**Selected excerpt**

***

Snøhetta’s AIRSIDE officially opens in Hong Kong

Heralding the transformation of the former Kai Tak Airport district into a thriving urban centre.

On the 25th closing anniversary of the famed Kai Tak airport in Hong Kong comes Snøhetta Asia’s latest project in the city – AIRSIDE, a LEED Platinum-certified mixed-use landmark that will be a gateway for a bustling redeveloped business district. The design weaves generous public spaces and gardens through a series of exterior plazas and rooftop landscapes suited for urban farming, restaurants, events, and recreation. The development incorporates a number of unprecedented sustainability practices, making it the first in Hong Kong to receive five of the highest green building certifications.

With views over Victoria Harbour and the Kai Tak River, the 177,670-square-metre project merges a 213-metre-tall tower with a second tower and its base in a continuous form. Set atop the Kai Tak MTR station, the design extends the urban landscape into the architecture itself, creating direct access between pedestrian transit areas, retail spaces at the tower’s base, and elevated garden landscapes. 

Photo by: Kevin Mak

 

Creating a vibrant public realm and neighbourhood anchor

The building mass comprises five interconnected volumes that gradually step up from the Kai Tak River, lending the 213-metre tall tower an inviting presence at ground level. The building’s sculpted forms shape a series of human-scale urban spaces at ground level, and rooftop gardens with commanding views of Victoria Harbour and Kai Tak. Landscaped plazas ring the architecture, further integrating it into the surroundings and creating an engaging pedestrian realm. Both the tower and the base gently step down towards the southernmost corner, revealing the rooftops to the surrounding plaza and riverside promenade to create a sense of interconnection between them.

***

**Entries supplied**
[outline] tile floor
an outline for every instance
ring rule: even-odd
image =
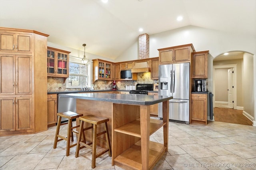
[[[66,134],[66,126],[61,132]],[[91,151],[76,147],[66,156],[66,144],[53,149],[56,127],[33,134],[0,137],[0,170],[91,170]],[[150,136],[163,142],[162,129]],[[207,125],[170,122],[169,149],[155,170],[255,170],[256,127],[210,122]],[[96,160],[94,169],[121,170],[111,166],[106,153]]]

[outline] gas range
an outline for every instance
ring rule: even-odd
[[[148,91],[153,91],[153,84],[138,84],[136,85],[136,90],[130,90],[129,93],[147,95]]]

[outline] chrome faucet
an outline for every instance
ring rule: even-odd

***

**Stated task A**
Using the AIRSIDE article, answer these questions:
(i) How tall is the project's tallest tower?
(ii) Which station is the development set atop?
(iii) How many interconnected volumes make up the building mass?
**Stated task B**
Return everything in the AIRSIDE article from "On the 25th" down to "green building certifications.", copied word for word.

**Full solution A**
(i) 213 meters
(ii) The Kai Tak MTR station
(iii) Five

**Full solution B**
On the 25th closing anniversary of the famed Kai Tak airport in Hong Kong comes Snøhetta Asia’s latest project in the city – AIRSIDE, a LEED Platinum-certified mixed-use landmark that will be a gateway for a bustling redeveloped business district. The design weaves generous public spaces and gardens through a series of exterior plazas and rooftop landscapes suited for urban farming, restaurants, events, and recreation. The development incorporates a number of unprecedented sustainability practices, making it the first in Hong Kong to receive five of the highest green building certifications.